Exercise details: Format every line of the items below as a numbered list, omitting any blank lines.

Given information:
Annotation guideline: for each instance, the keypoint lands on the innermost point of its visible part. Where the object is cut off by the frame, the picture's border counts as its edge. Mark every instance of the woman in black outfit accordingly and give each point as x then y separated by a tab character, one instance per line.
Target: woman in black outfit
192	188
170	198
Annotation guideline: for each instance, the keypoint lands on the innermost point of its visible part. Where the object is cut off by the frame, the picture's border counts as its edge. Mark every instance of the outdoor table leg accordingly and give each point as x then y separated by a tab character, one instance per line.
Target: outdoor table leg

Answer to the task:
1. Annotation guideline: for each instance, the keypoint lands on the innermost point of its visible part. Where the object is cut off by the frame, the picture's border counts as its edge. Mark every instance of the woman in black outfit accordingly and give each point as x then y separated by a tab character, one instance per line.
2. Target: woman in black outfit
3. 192	188
4. 170	198
5. Annotation guideline: for each instance, the keypoint lands on the innermost point of its visible part. Where the object is cut off by the frame, the picture's border counts as its edge. Mark every instance of the outdoor table leg accordingly and give each point as x then y separated by a tab character, one instance per line.
6. Target: outdoor table leg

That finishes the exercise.